### Exercise requirements
Repeat a passage from the heartworm article word for word, beginning at "Research shows that" and stopping after "a monthly prevention.".

July 8, 2019 | by admin
Written by Patricia Diskant, DVM
The sun is out, the temperatures are rising, and the rain is falling. It's officially the end of our Floriday "winter". if you can even call it that. This year, we had a very mild winter, with higher than normal temperatures in Martin, St. Lucie and Palm Beach Counties. As a result, we are eeing an increase in pests early in the season, ones that normally would be controlled by cooler temperatures. These "pests" include, but are not limited to: fleas, ticks, bufo toads, and the dreaded mosquitos.
While each of these pests can cause severe disease in our pets, I feel the most important for us to recognize is the mosquito. In Florida, there are over 80 species of mosquitos, and 33 of those have been identified to be hazardous to human and pet health. The disease most commonly affecting our pets that is transmitted by the mosquito is heartworm disease.
I can talk for hours about heartworms, their lifecycles, testing, treatments, and old wives tales about the disease, but I want to keep this short and sweet.
The most important thing you can do for your dogs (and cats), is to keep them on a veterinarian-approved monthly heartworm prevention! Be diligent and try not to be late on giving it.
Research shows that any pet in the United States has the same chance of being diagnosed with heartworm disease as they would with cancer. The difference between heartworm and cancer - you can essentially eliminte the chance of heartworm disease with a monthly prevention.

### Record set
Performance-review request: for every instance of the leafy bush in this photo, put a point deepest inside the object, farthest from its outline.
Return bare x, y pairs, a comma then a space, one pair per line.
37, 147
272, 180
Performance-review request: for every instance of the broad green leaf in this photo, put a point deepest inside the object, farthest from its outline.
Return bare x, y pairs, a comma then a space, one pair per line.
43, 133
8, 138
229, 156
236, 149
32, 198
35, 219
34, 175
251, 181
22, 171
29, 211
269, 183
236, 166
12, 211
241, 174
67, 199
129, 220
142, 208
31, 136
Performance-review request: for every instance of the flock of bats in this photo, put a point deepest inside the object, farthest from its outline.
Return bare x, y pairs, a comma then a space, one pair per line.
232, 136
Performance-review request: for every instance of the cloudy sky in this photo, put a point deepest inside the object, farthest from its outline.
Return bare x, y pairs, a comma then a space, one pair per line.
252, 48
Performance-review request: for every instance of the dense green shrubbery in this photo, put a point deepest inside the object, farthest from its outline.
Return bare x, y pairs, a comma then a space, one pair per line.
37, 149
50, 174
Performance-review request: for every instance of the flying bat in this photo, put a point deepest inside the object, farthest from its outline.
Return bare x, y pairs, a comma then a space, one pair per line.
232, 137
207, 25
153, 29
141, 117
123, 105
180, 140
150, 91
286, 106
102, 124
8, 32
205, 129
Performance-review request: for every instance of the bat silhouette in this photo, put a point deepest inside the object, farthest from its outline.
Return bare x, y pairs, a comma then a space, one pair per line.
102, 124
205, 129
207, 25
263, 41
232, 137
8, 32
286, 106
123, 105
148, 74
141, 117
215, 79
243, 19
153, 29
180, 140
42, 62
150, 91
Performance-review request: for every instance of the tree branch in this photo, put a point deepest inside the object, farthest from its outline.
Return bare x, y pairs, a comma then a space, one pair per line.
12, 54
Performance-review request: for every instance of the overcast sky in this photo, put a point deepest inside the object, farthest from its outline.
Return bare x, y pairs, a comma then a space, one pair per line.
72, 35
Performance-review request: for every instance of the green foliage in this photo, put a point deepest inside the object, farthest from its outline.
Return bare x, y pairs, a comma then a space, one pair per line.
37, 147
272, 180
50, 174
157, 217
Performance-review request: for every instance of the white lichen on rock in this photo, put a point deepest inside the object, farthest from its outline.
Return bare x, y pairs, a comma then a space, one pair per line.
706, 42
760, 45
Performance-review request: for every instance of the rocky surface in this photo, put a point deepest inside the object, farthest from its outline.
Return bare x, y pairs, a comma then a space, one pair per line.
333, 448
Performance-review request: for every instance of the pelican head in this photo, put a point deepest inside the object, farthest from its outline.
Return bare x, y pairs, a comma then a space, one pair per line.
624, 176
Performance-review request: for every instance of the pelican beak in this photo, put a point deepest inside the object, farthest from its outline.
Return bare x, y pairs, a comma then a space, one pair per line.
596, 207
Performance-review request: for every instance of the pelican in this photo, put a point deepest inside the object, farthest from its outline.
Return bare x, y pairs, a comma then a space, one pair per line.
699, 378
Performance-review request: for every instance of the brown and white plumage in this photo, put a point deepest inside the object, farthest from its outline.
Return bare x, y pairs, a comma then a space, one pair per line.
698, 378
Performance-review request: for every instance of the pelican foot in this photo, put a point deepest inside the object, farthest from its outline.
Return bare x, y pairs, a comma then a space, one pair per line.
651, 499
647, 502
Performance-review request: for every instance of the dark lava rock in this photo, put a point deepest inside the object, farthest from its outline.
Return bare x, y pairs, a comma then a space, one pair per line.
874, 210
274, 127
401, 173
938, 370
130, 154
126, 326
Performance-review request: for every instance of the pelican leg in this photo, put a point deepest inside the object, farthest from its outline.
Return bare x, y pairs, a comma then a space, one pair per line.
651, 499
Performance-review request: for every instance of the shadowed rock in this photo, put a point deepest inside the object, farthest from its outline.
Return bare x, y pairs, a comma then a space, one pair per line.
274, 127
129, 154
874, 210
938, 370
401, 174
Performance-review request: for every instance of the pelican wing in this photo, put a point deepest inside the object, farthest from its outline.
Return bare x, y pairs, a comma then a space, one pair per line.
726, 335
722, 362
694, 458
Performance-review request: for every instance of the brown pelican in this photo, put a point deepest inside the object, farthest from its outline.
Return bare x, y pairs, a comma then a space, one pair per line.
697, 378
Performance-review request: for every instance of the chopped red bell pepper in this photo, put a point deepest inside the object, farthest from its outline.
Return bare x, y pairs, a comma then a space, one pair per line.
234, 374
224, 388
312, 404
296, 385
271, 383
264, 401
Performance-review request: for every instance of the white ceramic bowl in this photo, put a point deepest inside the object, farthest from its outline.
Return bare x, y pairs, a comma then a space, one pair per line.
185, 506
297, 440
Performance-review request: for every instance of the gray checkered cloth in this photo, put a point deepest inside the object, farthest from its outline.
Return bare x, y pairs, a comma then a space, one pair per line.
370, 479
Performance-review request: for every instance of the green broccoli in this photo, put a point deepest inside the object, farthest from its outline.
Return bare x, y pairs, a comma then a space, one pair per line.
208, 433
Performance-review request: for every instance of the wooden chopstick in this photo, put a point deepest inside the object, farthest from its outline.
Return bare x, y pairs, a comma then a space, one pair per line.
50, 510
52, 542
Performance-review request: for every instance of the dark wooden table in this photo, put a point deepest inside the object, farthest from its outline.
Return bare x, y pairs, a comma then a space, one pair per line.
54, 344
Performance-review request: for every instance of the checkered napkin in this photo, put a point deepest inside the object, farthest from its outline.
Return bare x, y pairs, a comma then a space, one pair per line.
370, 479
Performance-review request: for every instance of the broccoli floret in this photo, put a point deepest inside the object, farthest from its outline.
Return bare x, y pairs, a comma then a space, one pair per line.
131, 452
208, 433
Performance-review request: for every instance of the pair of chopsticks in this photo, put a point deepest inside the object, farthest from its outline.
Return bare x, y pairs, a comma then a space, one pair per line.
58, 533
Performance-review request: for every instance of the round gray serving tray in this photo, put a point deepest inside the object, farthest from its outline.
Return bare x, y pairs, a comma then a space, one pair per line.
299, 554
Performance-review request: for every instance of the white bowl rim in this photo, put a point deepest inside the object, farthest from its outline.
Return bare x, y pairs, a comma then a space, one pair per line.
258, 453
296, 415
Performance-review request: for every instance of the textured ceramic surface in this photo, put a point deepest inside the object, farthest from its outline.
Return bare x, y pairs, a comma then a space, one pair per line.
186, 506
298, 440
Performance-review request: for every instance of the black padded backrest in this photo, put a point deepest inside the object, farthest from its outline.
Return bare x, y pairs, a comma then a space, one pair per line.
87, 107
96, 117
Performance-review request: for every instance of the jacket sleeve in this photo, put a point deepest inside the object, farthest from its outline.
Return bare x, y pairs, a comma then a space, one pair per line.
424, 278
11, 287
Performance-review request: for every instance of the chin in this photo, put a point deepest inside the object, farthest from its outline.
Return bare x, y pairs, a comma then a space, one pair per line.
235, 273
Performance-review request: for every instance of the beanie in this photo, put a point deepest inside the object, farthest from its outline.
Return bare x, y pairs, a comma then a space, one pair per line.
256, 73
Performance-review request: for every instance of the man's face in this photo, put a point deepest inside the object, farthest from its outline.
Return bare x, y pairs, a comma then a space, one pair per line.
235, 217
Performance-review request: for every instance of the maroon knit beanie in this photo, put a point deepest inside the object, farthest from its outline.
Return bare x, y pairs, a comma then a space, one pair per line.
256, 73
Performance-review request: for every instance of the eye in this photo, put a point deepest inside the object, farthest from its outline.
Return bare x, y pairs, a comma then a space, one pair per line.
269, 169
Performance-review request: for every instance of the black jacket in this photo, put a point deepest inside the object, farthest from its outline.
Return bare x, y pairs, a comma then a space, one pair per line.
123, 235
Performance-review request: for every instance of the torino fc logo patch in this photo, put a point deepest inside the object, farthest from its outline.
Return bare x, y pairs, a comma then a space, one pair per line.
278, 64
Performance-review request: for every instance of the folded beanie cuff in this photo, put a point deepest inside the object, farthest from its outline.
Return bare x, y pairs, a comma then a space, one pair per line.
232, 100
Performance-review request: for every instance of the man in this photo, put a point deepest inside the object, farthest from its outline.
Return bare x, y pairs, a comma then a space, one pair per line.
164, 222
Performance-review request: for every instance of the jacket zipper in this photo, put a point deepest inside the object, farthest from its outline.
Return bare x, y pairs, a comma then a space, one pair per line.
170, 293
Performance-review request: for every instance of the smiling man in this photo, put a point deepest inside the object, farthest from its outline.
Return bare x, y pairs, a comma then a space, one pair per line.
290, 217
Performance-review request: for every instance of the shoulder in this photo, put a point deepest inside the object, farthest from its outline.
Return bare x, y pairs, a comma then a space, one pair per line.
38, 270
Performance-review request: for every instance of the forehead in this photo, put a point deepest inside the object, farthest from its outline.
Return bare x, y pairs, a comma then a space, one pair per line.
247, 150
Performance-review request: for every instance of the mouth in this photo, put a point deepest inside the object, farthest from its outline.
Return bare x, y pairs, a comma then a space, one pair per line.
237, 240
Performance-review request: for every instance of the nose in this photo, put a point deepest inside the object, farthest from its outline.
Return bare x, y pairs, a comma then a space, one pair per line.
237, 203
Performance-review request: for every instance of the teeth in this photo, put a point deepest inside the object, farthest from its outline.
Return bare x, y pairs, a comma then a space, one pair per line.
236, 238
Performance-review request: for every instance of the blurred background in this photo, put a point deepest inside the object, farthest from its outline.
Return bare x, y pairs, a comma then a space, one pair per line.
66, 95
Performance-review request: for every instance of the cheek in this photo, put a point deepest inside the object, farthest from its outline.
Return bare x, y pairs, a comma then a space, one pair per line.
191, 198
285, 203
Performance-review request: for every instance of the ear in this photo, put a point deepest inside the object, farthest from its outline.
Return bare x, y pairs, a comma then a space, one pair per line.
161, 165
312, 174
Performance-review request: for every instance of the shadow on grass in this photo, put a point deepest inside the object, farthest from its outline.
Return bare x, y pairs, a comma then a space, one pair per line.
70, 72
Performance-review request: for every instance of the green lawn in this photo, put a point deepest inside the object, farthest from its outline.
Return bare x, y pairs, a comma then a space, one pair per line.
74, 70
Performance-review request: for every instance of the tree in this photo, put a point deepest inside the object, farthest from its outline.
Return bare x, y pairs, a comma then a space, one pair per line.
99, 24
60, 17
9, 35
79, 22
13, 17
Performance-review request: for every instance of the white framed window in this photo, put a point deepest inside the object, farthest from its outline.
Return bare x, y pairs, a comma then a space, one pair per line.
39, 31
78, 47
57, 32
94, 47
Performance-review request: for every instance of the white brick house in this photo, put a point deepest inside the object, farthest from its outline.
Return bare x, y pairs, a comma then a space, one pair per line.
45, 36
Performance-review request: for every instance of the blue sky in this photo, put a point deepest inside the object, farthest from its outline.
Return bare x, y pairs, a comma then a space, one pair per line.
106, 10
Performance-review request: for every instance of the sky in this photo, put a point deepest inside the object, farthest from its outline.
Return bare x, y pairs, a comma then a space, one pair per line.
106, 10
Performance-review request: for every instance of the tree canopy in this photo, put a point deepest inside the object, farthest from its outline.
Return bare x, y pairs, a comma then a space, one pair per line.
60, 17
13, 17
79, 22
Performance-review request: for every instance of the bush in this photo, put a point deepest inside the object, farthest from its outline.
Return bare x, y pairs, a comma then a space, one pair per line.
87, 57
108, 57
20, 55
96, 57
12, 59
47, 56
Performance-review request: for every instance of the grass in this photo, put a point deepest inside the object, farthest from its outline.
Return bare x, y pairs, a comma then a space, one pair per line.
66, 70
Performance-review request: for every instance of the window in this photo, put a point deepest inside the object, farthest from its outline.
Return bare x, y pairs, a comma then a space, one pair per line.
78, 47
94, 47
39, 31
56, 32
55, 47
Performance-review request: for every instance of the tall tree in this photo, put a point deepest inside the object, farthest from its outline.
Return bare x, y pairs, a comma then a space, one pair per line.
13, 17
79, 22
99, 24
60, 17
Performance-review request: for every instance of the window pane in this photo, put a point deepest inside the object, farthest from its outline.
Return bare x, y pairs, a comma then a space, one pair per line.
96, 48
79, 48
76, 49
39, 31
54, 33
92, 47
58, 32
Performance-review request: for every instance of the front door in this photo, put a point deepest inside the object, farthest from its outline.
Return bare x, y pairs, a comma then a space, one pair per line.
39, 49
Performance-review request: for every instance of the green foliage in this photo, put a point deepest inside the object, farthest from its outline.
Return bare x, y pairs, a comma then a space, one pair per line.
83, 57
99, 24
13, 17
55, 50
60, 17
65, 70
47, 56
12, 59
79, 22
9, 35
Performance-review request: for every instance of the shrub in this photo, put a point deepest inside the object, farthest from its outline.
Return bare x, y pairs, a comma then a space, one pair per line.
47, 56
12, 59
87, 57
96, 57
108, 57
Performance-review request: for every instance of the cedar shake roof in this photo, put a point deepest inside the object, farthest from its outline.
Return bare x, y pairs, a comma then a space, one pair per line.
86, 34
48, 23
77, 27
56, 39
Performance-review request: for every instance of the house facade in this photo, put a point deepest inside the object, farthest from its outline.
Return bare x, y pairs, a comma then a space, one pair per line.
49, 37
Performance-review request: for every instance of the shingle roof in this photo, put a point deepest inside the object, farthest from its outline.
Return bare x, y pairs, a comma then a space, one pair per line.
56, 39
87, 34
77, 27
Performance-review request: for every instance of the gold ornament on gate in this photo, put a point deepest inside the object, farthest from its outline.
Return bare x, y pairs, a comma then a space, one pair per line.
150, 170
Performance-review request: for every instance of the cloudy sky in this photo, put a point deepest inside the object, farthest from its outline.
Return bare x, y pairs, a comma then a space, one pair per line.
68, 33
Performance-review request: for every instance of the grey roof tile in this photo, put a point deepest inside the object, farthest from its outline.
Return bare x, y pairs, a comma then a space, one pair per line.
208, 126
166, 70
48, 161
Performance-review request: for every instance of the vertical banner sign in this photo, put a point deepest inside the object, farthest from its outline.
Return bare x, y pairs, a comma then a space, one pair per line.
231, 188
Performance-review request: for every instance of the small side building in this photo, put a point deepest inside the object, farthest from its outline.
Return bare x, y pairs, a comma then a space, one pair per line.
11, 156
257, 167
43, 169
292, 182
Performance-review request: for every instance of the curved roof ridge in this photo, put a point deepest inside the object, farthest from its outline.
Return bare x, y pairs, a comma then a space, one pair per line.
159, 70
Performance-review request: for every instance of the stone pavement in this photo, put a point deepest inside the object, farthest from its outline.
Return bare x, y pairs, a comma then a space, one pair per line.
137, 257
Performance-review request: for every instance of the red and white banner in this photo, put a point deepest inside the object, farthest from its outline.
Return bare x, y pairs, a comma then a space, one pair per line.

### Written reply
Research shows that any pet in the United States has the same chance of being diagnosed with heartworm disease as they would with cancer. The difference between heartworm and cancer - you can essentially eliminte the chance of heartworm disease with a monthly prevention.